Find "Note: in this drill we tag each instance of the white" in the data, then restate the line it sits in and every later line word for word, ending with the last line.
***** LISTED RECORDS
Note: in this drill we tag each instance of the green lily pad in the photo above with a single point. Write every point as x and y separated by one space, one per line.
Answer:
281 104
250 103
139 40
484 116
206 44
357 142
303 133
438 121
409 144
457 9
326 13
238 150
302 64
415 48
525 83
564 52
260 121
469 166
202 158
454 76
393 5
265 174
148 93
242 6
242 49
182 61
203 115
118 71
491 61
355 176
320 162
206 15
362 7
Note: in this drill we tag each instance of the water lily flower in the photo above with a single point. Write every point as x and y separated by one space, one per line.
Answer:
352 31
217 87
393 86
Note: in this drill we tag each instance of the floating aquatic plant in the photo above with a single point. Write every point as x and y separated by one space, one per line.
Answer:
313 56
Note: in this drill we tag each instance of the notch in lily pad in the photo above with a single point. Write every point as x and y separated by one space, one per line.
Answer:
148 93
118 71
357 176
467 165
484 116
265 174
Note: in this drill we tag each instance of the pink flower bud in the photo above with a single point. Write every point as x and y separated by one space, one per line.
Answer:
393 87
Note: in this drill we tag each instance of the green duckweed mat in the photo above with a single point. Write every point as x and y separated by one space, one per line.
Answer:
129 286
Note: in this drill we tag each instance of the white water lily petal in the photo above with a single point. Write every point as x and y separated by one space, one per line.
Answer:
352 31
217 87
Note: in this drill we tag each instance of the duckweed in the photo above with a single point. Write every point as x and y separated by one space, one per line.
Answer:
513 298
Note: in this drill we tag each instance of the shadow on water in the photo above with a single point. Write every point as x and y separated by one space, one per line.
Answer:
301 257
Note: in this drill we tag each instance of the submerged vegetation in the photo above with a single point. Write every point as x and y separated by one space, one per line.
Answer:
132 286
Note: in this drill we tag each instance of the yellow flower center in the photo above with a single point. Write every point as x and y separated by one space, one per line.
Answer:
**********
» SOLUTION FOR THIS TASK:
Note: in this drill we tag each instance of the white water lily petal in the photo above with a single point. Write every point as x and y separated by one space, one per line.
Answer:
352 31
217 87
Note: in this drill we tag each instance of the duckweed in the photo above with a single point. Write every point as x and y separated by one space, one per line.
Answer:
513 298
Note: in this drill we tag each instance of the shadow on water in the photo above with a single point. Write every point as x and y separated by one space, one per line.
Answer:
301 257
Note: in this drill we tag each instance of the submerged vegetation in the photo above with a single point. Write every point as x and y separated by one space, one per line.
Answer:
132 286
Note: in this drill we tag each instance of the yellow flower center in the photo above with a single point. Write every point as x and y separated by one space, one per line.
Answer:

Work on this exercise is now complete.